* [What the task requires]: Lay out the material from the line with "Can you find the collar" to the line with "91], [292, 108]]" as a numbered list, including both of those lines and skipping any blank lines.

_ _ _ _ _ _ _

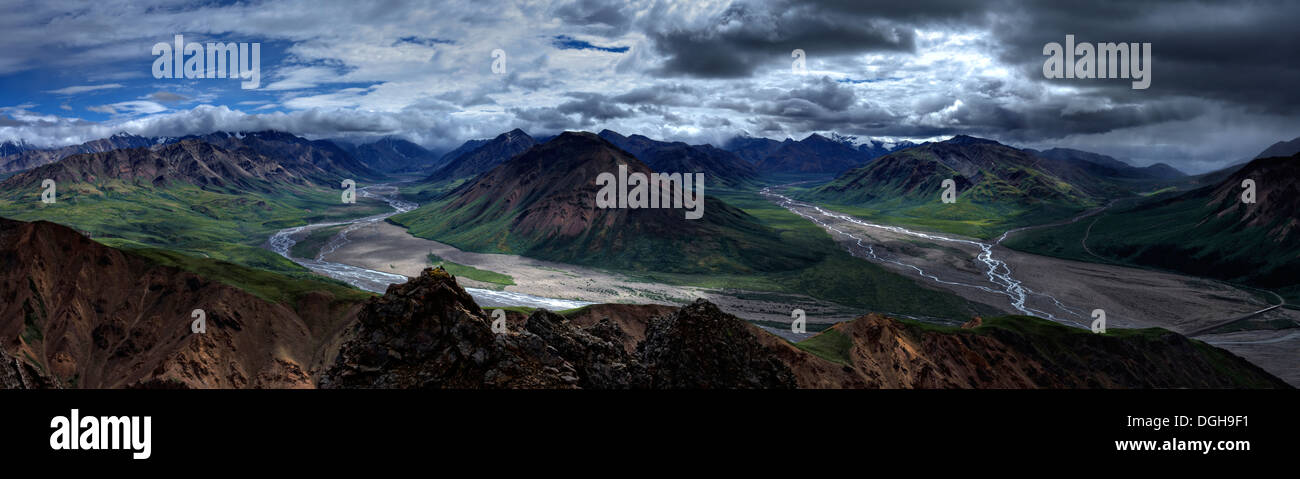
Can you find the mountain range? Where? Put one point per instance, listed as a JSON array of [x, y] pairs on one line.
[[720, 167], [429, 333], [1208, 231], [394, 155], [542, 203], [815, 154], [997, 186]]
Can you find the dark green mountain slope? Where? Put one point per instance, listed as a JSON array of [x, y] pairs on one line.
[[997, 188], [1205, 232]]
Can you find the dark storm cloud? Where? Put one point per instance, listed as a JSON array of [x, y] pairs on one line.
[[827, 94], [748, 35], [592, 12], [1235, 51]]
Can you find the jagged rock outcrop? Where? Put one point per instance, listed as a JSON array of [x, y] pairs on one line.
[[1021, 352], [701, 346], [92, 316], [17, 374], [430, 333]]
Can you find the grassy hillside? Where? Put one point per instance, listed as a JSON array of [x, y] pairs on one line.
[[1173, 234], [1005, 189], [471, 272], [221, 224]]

_ _ _ _ _ _ _

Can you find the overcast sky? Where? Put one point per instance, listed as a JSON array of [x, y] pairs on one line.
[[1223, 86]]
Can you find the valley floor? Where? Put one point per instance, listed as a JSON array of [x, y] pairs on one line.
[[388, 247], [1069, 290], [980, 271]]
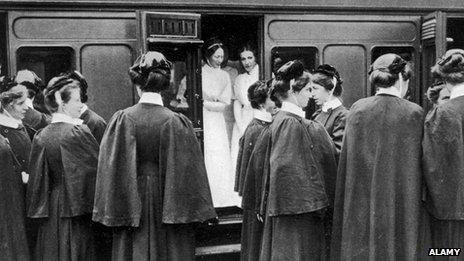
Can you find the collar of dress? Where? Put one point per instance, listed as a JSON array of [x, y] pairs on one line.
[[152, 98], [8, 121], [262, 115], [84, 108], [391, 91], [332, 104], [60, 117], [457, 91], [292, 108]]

_ _ _ _ _ _ _

* [Response below]:
1. Can you find the collar of dress? Where? Put one point per instance, listed as a JSON array of [x, y] pairs on one line.
2. [[152, 98], [8, 121], [262, 115], [84, 108], [391, 91], [332, 104], [60, 117], [457, 91], [292, 108]]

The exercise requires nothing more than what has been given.